Transparency

July 18, 2014;Los Angeles Times

A judge has ordered two controversial Los Angeles Department of Water and Power (DWP) nonprofits to seat trustees allied with Mayor Eric Garcetti, reports the Los Angeles Times.

Superior Court Judge Michael Linfield granted a preliminary injunction requiring the International Brotherhood of Electrical Workers (IBEW), the city-owned utility’s largest union, to recognize two new trustees appointed by the mayor, although he did not order it to convene meetings of the two nonprofits’ boards.

If the meetings happen, according to the Times, the trustees—the mayor’s chief counsel, and a DWP board member (a mayoral appointee)—could then get access to the nonprofits’ detailed financial records. Garcetti and L.A.’s other top elected officials are locked in a months-long battle with IBEW leader Brian D’Arcy over access to documents showing how the Joint Training Institute and Joint Safety Institute have spent more than $40 million in ratepayer money since 2000.

The nonprofits, ostensibly set up to augment training and enhance labor-management relations, are jointly run by boards split evenly between union and management appointees. The union trustees have refused to meet with the mayor’s trustees since their appointments early this year. It was unclear if the IBEW would appeal the judge’s ruling.

Collected data
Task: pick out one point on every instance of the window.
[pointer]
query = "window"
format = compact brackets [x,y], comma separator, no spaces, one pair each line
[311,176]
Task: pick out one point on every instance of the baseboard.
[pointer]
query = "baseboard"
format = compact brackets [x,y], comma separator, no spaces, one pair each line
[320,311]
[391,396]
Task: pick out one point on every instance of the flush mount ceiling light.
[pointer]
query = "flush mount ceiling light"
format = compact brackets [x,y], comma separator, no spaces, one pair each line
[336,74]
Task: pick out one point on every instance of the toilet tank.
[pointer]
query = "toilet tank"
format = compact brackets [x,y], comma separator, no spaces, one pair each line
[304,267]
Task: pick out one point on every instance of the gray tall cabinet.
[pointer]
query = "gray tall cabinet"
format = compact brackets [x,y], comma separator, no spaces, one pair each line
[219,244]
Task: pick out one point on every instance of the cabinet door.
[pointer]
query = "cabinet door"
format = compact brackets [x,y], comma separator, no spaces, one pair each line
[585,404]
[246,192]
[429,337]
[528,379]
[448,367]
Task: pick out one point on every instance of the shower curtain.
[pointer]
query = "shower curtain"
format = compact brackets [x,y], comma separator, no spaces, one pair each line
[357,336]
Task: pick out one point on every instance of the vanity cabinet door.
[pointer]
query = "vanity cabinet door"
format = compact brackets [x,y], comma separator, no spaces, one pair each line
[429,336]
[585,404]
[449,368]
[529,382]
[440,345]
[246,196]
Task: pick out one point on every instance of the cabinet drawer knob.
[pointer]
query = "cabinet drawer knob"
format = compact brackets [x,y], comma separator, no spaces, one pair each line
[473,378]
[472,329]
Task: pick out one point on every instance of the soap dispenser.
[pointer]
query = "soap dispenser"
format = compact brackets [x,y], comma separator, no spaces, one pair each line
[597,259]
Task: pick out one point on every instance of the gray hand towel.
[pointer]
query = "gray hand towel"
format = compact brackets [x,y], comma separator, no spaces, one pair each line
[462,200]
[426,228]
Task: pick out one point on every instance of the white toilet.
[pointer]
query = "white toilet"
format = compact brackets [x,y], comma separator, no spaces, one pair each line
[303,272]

Task list:
A. Determine whether each statement below agrees with the news item on the Los Angeles DWP nonprofits, answering yes or no and quoting the words of the item that decide it.
(i) The judge ordered the IBEW to convene meetings of the two nonprofits' boards.
(ii) The boards of the nonprofits are split evenly between union and management appointees.
(iii) The IBEW stated that it would appeal the judge's ruling.
B. Locate every line in the entries that contains the word "dispenser", and copy each such line.

Response list:
A.
(i) No: "although he did not order it to convene meetings of the two nonprofits’ boards."
(ii) Yes: "are jointly run by boards split evenly between union and management appointees."
(iii) No: "It was unclear if the IBEW would appeal the judge’s ruling."

B.
Task: pick out one point on every instance of the soap dispenser.
query = "soap dispenser"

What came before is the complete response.